| Pointing dataset excerpts |
________________________________________

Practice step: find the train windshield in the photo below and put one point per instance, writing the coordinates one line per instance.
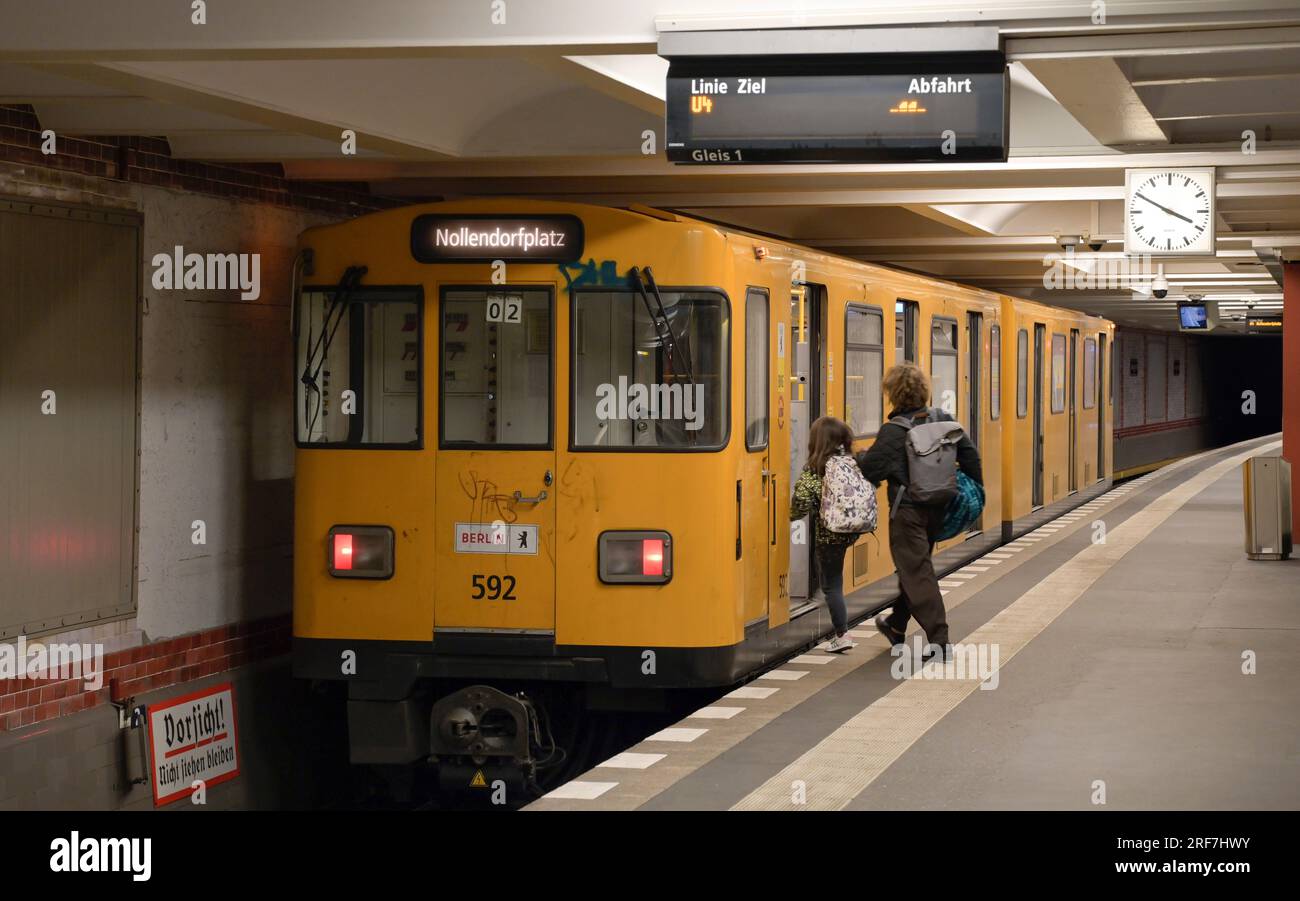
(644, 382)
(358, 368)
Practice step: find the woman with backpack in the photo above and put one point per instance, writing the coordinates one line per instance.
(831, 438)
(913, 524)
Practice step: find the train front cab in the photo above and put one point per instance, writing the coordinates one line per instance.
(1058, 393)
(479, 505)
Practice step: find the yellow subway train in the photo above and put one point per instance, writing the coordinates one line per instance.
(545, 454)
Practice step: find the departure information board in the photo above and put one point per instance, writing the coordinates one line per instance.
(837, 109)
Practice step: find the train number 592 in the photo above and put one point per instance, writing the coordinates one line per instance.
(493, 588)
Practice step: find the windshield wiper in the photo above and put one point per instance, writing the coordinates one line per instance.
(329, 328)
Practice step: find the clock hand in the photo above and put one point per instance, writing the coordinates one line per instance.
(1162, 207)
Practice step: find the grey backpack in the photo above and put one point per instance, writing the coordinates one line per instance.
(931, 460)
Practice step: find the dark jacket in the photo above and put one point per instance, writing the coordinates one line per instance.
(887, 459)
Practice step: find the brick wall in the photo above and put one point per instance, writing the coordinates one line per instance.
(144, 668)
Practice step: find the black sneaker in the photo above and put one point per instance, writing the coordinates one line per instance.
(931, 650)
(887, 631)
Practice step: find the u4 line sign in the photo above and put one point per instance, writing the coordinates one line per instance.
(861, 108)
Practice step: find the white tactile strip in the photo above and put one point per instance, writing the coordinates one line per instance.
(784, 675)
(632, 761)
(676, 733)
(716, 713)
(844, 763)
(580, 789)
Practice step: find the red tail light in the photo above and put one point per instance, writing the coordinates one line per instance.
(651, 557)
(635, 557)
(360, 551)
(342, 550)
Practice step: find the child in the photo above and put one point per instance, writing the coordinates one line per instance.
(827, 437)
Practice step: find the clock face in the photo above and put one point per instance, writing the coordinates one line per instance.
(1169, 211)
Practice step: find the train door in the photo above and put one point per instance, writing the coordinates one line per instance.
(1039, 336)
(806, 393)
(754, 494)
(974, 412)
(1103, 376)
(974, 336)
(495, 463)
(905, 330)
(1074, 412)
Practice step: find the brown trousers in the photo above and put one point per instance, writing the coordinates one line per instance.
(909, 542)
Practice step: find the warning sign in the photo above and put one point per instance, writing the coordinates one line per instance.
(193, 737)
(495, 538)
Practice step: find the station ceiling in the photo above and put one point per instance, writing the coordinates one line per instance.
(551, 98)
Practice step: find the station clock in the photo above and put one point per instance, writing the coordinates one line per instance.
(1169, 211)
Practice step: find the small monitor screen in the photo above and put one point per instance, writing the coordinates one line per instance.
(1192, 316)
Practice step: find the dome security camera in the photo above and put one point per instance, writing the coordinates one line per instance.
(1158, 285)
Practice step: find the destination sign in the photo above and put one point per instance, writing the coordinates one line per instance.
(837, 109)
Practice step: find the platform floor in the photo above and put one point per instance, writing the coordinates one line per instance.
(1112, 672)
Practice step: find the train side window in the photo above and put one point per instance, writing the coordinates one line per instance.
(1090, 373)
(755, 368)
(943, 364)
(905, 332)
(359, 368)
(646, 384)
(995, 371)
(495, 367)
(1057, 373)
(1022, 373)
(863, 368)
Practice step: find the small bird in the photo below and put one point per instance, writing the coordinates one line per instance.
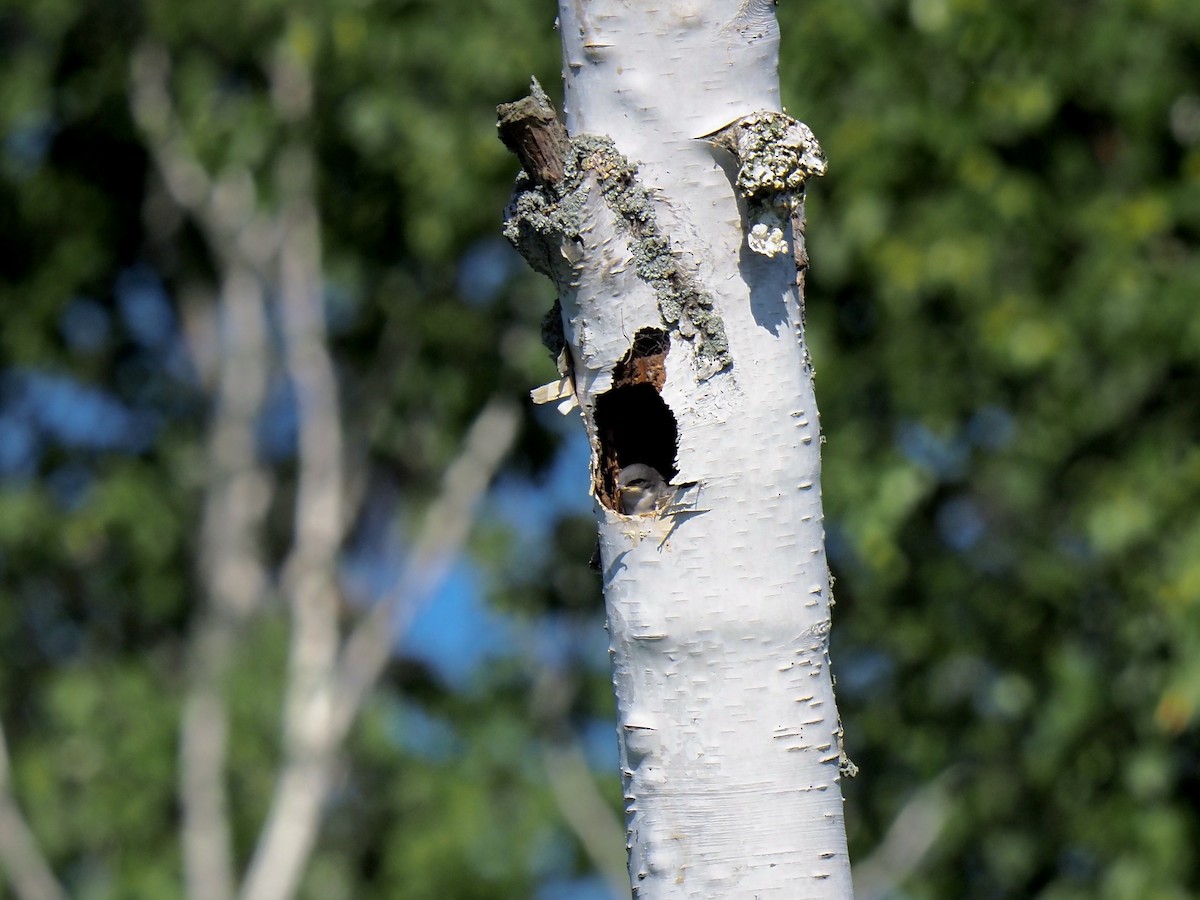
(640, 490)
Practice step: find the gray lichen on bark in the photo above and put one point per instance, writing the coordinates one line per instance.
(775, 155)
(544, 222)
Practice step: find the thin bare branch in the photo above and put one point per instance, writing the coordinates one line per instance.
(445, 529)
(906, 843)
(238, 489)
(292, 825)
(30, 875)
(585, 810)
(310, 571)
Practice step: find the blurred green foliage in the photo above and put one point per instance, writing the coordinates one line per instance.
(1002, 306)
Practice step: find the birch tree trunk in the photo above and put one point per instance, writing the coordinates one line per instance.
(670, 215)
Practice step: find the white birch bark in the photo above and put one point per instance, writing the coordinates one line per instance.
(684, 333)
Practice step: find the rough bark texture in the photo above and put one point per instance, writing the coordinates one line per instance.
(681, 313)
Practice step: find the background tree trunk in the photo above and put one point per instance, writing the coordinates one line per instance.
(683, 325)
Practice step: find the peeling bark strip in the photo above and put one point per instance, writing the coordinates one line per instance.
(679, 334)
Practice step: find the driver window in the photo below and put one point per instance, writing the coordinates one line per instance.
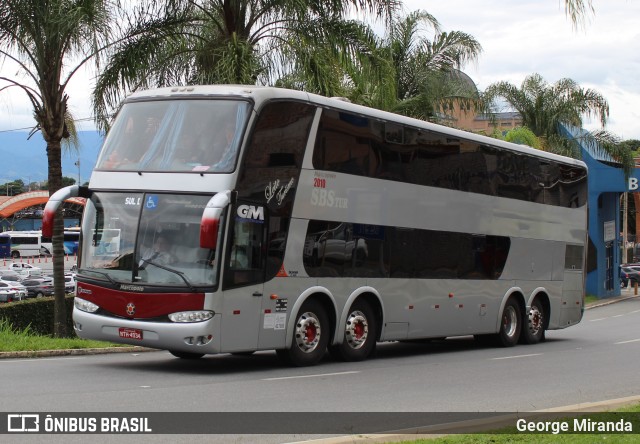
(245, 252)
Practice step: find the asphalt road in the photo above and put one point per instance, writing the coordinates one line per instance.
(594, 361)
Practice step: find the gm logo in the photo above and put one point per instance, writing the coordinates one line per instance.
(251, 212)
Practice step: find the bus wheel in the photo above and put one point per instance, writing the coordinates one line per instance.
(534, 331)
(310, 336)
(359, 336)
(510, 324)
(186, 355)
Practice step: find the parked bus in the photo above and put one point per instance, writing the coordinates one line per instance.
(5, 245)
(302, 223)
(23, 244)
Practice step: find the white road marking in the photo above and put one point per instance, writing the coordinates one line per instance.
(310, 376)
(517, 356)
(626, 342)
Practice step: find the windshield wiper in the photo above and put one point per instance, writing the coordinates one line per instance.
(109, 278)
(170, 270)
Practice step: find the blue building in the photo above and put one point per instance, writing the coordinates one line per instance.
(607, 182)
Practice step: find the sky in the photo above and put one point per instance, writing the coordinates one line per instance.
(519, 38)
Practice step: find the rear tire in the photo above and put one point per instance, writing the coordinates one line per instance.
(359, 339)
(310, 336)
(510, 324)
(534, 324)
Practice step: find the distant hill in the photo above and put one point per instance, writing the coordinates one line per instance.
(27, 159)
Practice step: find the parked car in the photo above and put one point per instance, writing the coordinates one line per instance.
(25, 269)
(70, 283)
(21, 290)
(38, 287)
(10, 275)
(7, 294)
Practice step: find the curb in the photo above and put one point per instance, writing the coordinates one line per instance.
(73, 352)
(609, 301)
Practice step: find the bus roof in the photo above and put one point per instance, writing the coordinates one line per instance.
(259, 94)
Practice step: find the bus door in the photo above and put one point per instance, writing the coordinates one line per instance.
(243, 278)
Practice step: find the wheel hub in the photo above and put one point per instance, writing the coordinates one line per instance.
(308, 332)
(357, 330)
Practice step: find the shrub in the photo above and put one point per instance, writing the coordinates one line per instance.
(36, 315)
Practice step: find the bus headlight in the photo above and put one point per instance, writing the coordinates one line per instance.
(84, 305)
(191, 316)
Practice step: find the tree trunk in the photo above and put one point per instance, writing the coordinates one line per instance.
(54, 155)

________________________________________

| Goal of the exercise |
Rewrite all the lines above with "Practice step" changed to "Exercise" everywhere and nothing else altered. Leave out the pictures.

| Exercise result |
Exercise: find the train windshield in the photo below and put one point per instance, writing the coordinates one line per instance.
(644, 382)
(358, 368)
Exercise: find the woman with backpack in the photo above and put one point per instance, writing the coordinates one line per instance.
(831, 438)
(913, 524)
Exercise: find the train front cab in the photo above and put one point per instance, writing the coordinates one line per instance.
(1058, 393)
(479, 505)
Exercise: find the yellow subway train in the photo above and put one point per instance, writing the coordinates one line per instance.
(545, 454)
Exercise: find the departure information board in the photo above and put one point per instance, writing the coordinates one line per instance.
(837, 109)
Exercise: find the train number 592 in the photo above and put one point per instance, writing the coordinates one line per instance.
(493, 588)
Exercise: find the windshield wiper in the photo above and put one point per instance, writing the coordinates one line per instance.
(329, 328)
Exercise: find the clock hand in the photo above and put one point per instance, writing the coordinates one line per instance.
(1162, 207)
Exercise: find the grey backpack in the photo above and put one point per instance, writing the coordinates one line per instance.
(931, 460)
Exercise: find the dark jacket in the photo above and put one point per instance, writing the coordinates one line per instance.
(887, 459)
Exercise: find the brick wall in the photo above and put one point per instance, writing the coordinates one line per instance.
(144, 668)
Exercise: find the black sneaker in the photo above and put one point per instance, writing the coordinates one line per instance.
(931, 650)
(887, 631)
Exercise: find the u4 line sign in the photo above and put one point per instance, writing the coordinates one line per instance.
(861, 108)
Exercise: find the white tactile strip in the photo above and put one point per instance, writing the coordinates one line per instance.
(784, 675)
(632, 761)
(676, 733)
(716, 713)
(844, 763)
(580, 789)
Exercise: find the red tail light in the photo above and put one point per instance, writing the coordinates one line per instance.
(651, 557)
(635, 557)
(360, 551)
(342, 550)
Exercise: find the child in the photo above and put one point per instance, writing the coordinates one line per instance.
(827, 437)
Exercise: find the clock face in the photo above and put one point per instance, writing the coordinates one line per instance.
(1169, 211)
Exercise: find the train door in the photo above and put one point per instance, writing the coordinates one line per instance.
(1039, 336)
(806, 393)
(754, 494)
(974, 412)
(1103, 376)
(974, 336)
(495, 463)
(905, 330)
(1074, 412)
Exercise: find the brown trousers in the photo above and put one point per instance, writing the coordinates one line per instance.
(909, 542)
Exercise: find the warning sign in the photo above and put one point per instance, writing the coordinates one line per instance.
(193, 737)
(495, 538)
Exercise: find the station ceiling in the photo above and put one point per instance, writing the coordinates one line per instance.
(551, 98)
Exercise: find the station clock in the photo above and put one point per instance, writing the coordinates one line per instance.
(1169, 211)
Exercise: find the small monitor screen in the photo above and put one point per instance, writing the coordinates one line per instance.
(1192, 316)
Exercise: find the dome security camera in the photo above and put one point per instance, writing the coordinates one line per instance.
(1158, 285)
Exercise: find the destination sign in the photo above and put one point per instance, writing the coordinates one line per instance.
(837, 109)
Exercise: find the platform floor in the photo above and put one point per instance, writing the coordinates one line per instance.
(1112, 672)
Exercise: find the train side window in the photo above and put one point per instance, writing the coordinates one line per instance.
(1090, 373)
(755, 368)
(943, 364)
(905, 332)
(359, 368)
(646, 384)
(995, 371)
(495, 367)
(1057, 373)
(1022, 373)
(863, 368)
Exercise: find the small bird in the photo below and put one point per instance, writing the coordinates one line per instance.
(640, 490)
Exercise: find the gray lichen on bark in the photo above and put one point per instance, writing the coordinates one line per instance.
(775, 155)
(544, 222)
Exercise: find the thin bare branch in the photo above and put one point per instance, writing the coordinates one line per instance.
(445, 529)
(906, 843)
(238, 489)
(292, 825)
(30, 875)
(585, 810)
(310, 571)
Exercise: find the blurred green foliage in the photo above and put one point per instance, writing the coordinates one line per instance.
(1002, 306)
Exercise: find the birch tree trunk in the photo above and put one point per instance, writing the coordinates one line per instance.
(670, 215)
Exercise: find the white birch bark in the photo above and put one point per instance, writing the coordinates one line per instance.
(684, 333)
Exercise: find the rough bark texture in the photo above and put one point per instance, writing the coordinates one line per instance.
(681, 313)
Exercise: find the background tree trunk in the photo above and put one point per instance, writing the coordinates one line per instance.
(683, 325)
Exercise: find the peeling bark strip in the photo above and put one point per instance, writing the coordinates one line per instance.
(679, 334)
Exercise: find the driver window in the photo below and put one point per instance, writing the coordinates one line per instance.
(245, 252)
Exercise: find the asphalt road in the photo above and put one point per instance, writing the coordinates one line per instance.
(594, 361)
Exercise: find the gm logo in the photo above and put one point per instance, writing the coordinates one line per instance.
(251, 212)
Exercise: find the bus wheel in the photo above and put one point per instance, writing the coordinates one line per instance.
(534, 331)
(310, 336)
(359, 336)
(510, 324)
(186, 355)
Exercise: find the parked bus in the photo above and put one point per instance, writing the coordinates one line per instance.
(5, 245)
(302, 223)
(23, 244)
Exercise: find the white road marking in the photo above and put one point per instance, writing the coordinates one line per instance.
(310, 376)
(517, 356)
(626, 342)
Exercise: find the windshield wiper in the photo above and put one point per instance, writing the coordinates one line per instance.
(109, 278)
(170, 270)
Exercise: find the blue building in the photo above and put one point per instance, writing the coordinates one line per instance.
(607, 182)
Exercise: find the sky in the photo above and put one point per instance, writing the coordinates one line per instance.
(519, 38)
Exercise: find the rear tire in the photo above and put one point per instance, writing the coordinates one line per instance.
(359, 339)
(310, 336)
(510, 324)
(534, 324)
Exercise: find the distant hill in the photo above and put one point per instance, writing the coordinates one line per instance.
(27, 159)
Exercise: find the parked car in the photo above and put one point per instance, writing the coordinates one line per instance.
(25, 269)
(70, 283)
(21, 290)
(38, 287)
(10, 275)
(7, 294)
Exercise: find the curb in the photo above and put one point per instance, writing the coordinates one line per instance.
(73, 352)
(609, 301)
Exercise: find the bus roof in the photo above and put one point per instance, writing the coordinates one line per instance.
(259, 94)
Exercise: find the bus door in the photo above and put one point per instance, writing the coordinates one line per instance.
(243, 278)
Exercise: find the wheel hub in the photo above and put one point per instance, writing the coordinates one line per instance.
(308, 332)
(357, 330)
Exercise: find the shrub in the photo above and put one point per instance, writing the coordinates one line per instance.
(36, 315)
Exercise: find the bus headlight in the photo above and put one point per instance, writing the coordinates one line per instance.
(84, 305)
(191, 316)
Exercise: find the tree trunk in the photo above and put one point per instance, writing the coordinates one line per instance.
(54, 155)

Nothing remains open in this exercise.